TEXTE À LIRE ->

============================================================

Nombreux sont les curieux à s’arrêter le long de la Garonne pour observer les 300 mètres de bouées flottantes, en cours d’installation, sous le pont de Blagnac, à la sortie de Toulouse. C’est ici, à quelques pas de l’aéroport, que Plastic Vortex déploie son tout premier système destiné à dépolluer le fleuve de ses déchets plastiques : « Le barrage est une structure flottante en ‘‘V” inversé, équipé de jupes immergées descendant jusqu’à 40 centimètres de profondeur. Les déchets flottants sont guidés vers un point unique puis un convoyeur automatisé les transfère vers une benne sur la berge », explique Anthony Coulon, directeur technique et cofondateur de Plastic Vortex.

============================================================

Extrait d'un fichier de données ->
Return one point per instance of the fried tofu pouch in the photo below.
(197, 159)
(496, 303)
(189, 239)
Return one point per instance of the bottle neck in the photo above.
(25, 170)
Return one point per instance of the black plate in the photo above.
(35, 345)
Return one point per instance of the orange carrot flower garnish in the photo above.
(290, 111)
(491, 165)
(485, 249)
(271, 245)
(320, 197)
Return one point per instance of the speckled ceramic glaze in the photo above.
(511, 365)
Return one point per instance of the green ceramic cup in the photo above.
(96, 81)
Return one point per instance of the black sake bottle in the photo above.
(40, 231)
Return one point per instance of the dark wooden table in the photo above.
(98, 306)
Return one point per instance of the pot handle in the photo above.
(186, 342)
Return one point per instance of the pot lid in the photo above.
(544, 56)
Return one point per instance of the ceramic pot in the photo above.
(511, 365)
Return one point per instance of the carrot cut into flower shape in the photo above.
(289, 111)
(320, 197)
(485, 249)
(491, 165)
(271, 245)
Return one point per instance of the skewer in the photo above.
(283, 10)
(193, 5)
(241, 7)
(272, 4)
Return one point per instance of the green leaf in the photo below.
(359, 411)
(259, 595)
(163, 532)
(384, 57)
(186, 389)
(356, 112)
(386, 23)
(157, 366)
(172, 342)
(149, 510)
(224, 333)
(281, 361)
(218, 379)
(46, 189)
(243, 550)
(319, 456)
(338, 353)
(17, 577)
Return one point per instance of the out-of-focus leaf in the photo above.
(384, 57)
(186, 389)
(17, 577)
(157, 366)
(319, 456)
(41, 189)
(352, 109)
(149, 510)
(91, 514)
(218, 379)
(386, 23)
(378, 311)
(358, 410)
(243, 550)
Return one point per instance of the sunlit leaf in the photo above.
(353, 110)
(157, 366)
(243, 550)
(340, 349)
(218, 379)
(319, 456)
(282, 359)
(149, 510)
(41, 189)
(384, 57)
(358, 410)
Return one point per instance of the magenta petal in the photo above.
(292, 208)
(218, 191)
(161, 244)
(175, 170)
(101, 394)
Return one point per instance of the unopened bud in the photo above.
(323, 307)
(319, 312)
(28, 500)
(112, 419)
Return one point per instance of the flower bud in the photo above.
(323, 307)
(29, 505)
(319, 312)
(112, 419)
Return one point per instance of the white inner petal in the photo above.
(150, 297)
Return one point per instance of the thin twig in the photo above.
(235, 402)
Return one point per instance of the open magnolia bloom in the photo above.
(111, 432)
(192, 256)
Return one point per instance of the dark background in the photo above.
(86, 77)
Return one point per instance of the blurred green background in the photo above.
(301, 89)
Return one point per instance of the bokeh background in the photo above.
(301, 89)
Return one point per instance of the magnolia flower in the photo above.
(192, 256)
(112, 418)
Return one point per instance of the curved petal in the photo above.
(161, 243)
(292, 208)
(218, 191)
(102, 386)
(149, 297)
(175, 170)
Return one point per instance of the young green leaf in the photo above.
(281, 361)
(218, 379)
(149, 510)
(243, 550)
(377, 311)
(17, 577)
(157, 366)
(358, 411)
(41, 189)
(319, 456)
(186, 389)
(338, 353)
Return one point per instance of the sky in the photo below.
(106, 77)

============================================================

OBJECTIF -> Poursuivez le texte sur le barrage flottant contre les déchets plastiques de la Garonne, en reprenant juste après sa dernière phrase.

RÉPONSE ATTENDUE ->
L’un des atouts majeurs du projet repose sur cette automatisation inédite de la collecte : « L’innovation, c’est ce système qui permet de capter toute la pollution de surface et de la diriger automatiquement hors de l’eau. » Le dispositif, dont la mise en service est prévue à la mi-juillet, devrait permettre de récupérer au minimum huit tonnes de déchets par an, soit l’équivalent de 425 000 bouteilles en plastique, selon les estimations de l’entreprise. « Le deuxième aspect de l’innovation réside dans la résistance aux crues. C’est-à-dire que, quelles que soient les intempéries, le système va résister », assure le cofondateur Patrick Thaunay.
Ce système innovant et unique en France est né en 2017 à l’initiative d’Alexis Eskenazi, designer, et d’Anthony Coulon, ingénieur, alors étudiants à Toulouse. « Chaque année, 2,5 millions de tonnes de plastique prennent le chemin des océans. En France, ce sont jusqu’à 250 tonnes qui transitent par les cours d’eau. Plastic Vortex n’est qu’un pansement face à cette pollution, mais il est nécessaire », justifie Anthony Coulon. Les deux concepteurs sont rejoints en 2022 par l’entrepreneur Patrick Thaunay, qui donne une impulsion décisive pour industrialiser le projet. « J’ai vu que c’était un projet sérieux où tout avait été étudié, avec un système breveté », se souvient-il.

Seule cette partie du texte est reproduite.